§ **WORK TASK**: Return the entries in full, exactly as they were written.
Top of SOURCE RECORDS
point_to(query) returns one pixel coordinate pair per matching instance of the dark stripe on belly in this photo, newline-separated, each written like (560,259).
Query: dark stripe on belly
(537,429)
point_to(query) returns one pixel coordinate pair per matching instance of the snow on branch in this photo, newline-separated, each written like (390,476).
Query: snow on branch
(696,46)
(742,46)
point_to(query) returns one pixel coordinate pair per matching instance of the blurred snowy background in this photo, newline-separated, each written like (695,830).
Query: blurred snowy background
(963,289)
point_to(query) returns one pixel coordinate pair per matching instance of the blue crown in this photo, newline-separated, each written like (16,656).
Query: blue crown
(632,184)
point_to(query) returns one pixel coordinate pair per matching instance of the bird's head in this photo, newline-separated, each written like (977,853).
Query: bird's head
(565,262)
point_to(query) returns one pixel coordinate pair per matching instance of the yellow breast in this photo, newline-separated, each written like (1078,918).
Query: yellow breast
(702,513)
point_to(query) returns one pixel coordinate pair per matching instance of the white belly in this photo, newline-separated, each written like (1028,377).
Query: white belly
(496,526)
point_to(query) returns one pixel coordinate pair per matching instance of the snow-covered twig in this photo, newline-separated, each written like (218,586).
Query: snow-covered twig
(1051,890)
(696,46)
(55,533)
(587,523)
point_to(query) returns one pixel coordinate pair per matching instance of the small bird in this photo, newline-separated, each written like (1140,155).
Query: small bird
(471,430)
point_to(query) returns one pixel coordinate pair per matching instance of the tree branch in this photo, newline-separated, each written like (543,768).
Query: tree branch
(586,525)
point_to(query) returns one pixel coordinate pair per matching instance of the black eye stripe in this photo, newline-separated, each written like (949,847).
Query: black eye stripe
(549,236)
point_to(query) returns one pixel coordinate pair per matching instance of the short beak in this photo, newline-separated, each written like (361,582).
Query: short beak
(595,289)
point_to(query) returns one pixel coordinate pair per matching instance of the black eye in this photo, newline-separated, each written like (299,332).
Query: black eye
Bottom of SOURCE RECORDS
§ **ANSWER TO THIS EXERCISE**:
point_to(query) returns one pixel coordinate pair per matching instance of the dark stripe on belly in this photo, newline-separated, each written like (560,259).
Query: dark stripe on belly
(537,429)
point_to(query) returns one pixel coordinate pair per matching instance of the snow on branch in this photo, newline-separated, each written like (390,476).
Query: snow on branch
(696,46)
(742,46)
point_to(query) returns one pixel coordinate pair per matching instance of the blurred snowy background in this photo, newline-separated, each written like (695,830).
Query: blurred snowy background
(963,289)
point_to(query) returns one pixel coordinate pair per matching instance of the blue crown in this photo, newline-separated, each written like (16,656).
Query: blue crown
(632,184)
point_to(query) returns one pixel coordinate pair per matching instance of the bird's head in this photo, newline-separated, each written like (977,853).
Query: bird's head
(565,262)
point_to(query) returns one pixel coordinate pair per matching instance of the yellow breast in this photo, newline-separated, each written like (1078,918).
Query: yellow breast
(702,513)
point_to(query) returns one pixel coordinate pair per matching instance of the white belly in this photo, newline-separated, each written like (1028,377).
Query: white belly
(496,526)
point_to(query) returns one pixel coordinate pair per matching instance of the snow-covered twig in this photo, newline-separated, each written like (218,586).
Query: snow-covered twig
(1051,890)
(696,46)
(55,533)
(587,523)
point_to(query) returns one pixel coordinate pair per matching instance of the small bird in this photo, newline-separated, each written like (1140,155).
Query: small bird
(471,430)
point_to(query) returns one pixel coordinate pair per matching instance of the tree branch in this photo, newline-separated, each written like (543,768).
Query: tree branch
(586,525)
point_to(query) returns one pixel coordinate pair per matching instance of the black eye stripe in this photo, newline-separated, each written like (949,847).
Query: black eye stripe
(549,236)
point_to(query) returns one pixel coordinate pair per matching instance of the short beak in this photo, newline-separated, each written like (361,582).
Query: short beak
(595,289)
point_to(query) returns one pixel coordinate pair per matching instance of the black eye in this photo, newline-separated, each written like (299,332).
Query: black eye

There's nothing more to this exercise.